WHAT IS REQUIRED:
Copy out every item below word for word, and leave the pictures out.

(Point annotation records)
----------

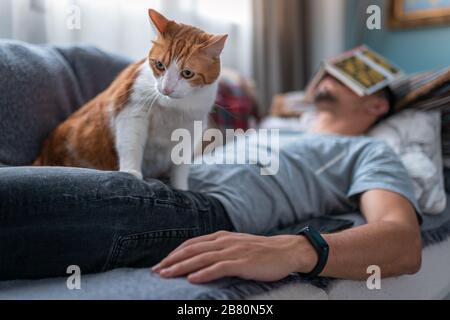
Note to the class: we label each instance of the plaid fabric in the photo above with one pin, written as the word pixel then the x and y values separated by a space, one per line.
pixel 427 91
pixel 236 106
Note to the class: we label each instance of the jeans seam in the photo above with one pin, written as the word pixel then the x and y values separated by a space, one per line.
pixel 120 242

----------

EXERCISE RESULT:
Note to the class: we label each instance of the plaid fabric in the photo above with one pin, written as the word pixel then the x and y values separated by a space, one per line.
pixel 427 91
pixel 236 106
Note to the class: we label each instance of the jeans seam in the photo above with one pin, written as the word pixel then the x and y values separated by a space, one per line.
pixel 120 242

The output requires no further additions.